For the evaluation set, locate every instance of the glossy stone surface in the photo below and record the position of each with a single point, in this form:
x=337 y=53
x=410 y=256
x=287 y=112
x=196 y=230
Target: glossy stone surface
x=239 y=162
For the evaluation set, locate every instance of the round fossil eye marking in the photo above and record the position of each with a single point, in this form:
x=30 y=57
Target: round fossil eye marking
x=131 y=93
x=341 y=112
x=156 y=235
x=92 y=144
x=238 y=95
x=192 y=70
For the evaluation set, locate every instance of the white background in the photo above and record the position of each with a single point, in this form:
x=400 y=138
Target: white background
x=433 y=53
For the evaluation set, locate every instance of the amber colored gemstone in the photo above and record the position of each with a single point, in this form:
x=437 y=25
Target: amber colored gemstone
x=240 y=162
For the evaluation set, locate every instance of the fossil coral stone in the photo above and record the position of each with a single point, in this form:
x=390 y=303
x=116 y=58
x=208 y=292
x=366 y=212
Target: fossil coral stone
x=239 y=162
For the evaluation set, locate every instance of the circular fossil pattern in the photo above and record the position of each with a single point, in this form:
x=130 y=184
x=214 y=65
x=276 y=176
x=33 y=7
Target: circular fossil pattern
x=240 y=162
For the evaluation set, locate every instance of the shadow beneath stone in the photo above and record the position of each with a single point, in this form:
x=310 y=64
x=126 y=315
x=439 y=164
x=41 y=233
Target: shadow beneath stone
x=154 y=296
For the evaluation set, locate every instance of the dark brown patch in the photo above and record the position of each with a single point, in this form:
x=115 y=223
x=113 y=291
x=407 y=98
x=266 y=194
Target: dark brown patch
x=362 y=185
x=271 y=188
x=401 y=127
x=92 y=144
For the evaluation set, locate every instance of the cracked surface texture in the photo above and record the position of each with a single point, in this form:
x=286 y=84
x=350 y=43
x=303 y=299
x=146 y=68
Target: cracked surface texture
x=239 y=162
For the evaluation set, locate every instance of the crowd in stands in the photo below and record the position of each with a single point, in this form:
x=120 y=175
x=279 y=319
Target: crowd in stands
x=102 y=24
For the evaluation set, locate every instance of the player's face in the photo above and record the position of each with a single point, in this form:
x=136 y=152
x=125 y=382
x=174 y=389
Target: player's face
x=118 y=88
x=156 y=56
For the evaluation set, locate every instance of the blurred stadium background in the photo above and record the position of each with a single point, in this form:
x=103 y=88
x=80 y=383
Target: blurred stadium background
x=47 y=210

------------------------------

◆ Brief ◆
Rewrite all the lines above as a numbered list, leaving out any blank lines.

◆ Exercise output ◆
1. For the evaluation set, locate every instance of the glossy stone surface in the photo below and record the position of each with a single point, in this form:
2. x=337 y=53
3. x=410 y=256
4. x=287 y=112
5. x=196 y=230
6. Target: glossy stone surface
7. x=239 y=162
8. For the evaluation set, locate every instance of the round fossil eye marking in the photo above and record the position of each with a single point, in this form:
9. x=30 y=57
10. Target: round fossil eye marking
11. x=131 y=93
12. x=341 y=112
13. x=156 y=235
14. x=92 y=144
15. x=238 y=95
16. x=192 y=70
17. For the evaluation set, locate every instance of the white background in the photo above and record the position of each with a single point, in this form:
18. x=400 y=138
19. Target: white background
20. x=433 y=53
21. For the evaluation set, locate every instance of the amber colored gemstone in the photo above and record the position of each with a single point, in this form:
22. x=437 y=25
23. Target: amber colored gemstone
24. x=240 y=162
25. For the evaluation set, locate every instance of the fossil coral stone in the photo above and record the position of each with a single point, in this form:
26. x=390 y=303
27. x=116 y=58
28. x=208 y=292
29. x=366 y=212
30. Target: fossil coral stone
31. x=239 y=162
32. For the evaluation set, locate every instance of the circular fossil pattern in the photo above and record the position of each with a single point, in this form:
33. x=130 y=184
34. x=214 y=65
35. x=276 y=176
36. x=33 y=7
37. Target: circular fossil pattern
38. x=240 y=162
39. For the evaluation set, locate every instance of the shadow beneath stone in the photo above and record the position of each with a single point, in this form:
40. x=310 y=64
41. x=126 y=315
42. x=439 y=164
43. x=41 y=233
44. Target: shadow beneath stone
45. x=154 y=296
46. For the evaluation set, locate every instance of the dark brown patch in the photo above and record the position of each with a single point, in this form:
47. x=115 y=223
48. x=113 y=291
49. x=407 y=98
50. x=266 y=194
51. Target: dark brown patch
52. x=362 y=185
53. x=271 y=188
54. x=401 y=127
55. x=92 y=144
56. For the evaluation set, locate every instance of the cracked surface texture in the photo above and record the position of each with a single point, in this form:
57. x=286 y=84
58. x=350 y=43
59. x=303 y=299
60. x=146 y=68
61. Target: cracked surface texture
62. x=239 y=162
63. For the evaluation set, locate every instance of the crowd in stands in the photo below and record the position of each with a single point, in this form:
64. x=120 y=175
65. x=279 y=319
66. Target: crowd in stands
67. x=102 y=24
68. For the evaluation set, locate every instance of the player's face in the photo above and record the position of each with a single point, in this form:
69. x=136 y=152
70. x=125 y=382
71. x=174 y=389
72. Target: player's face
73. x=118 y=88
74. x=156 y=56
75. For the evaluation set, locate every instance of the blurred stadium background in the photo above and record the position of each with a single point, in this form:
76. x=103 y=88
77. x=80 y=383
78. Target: blurred stadium background
79. x=47 y=210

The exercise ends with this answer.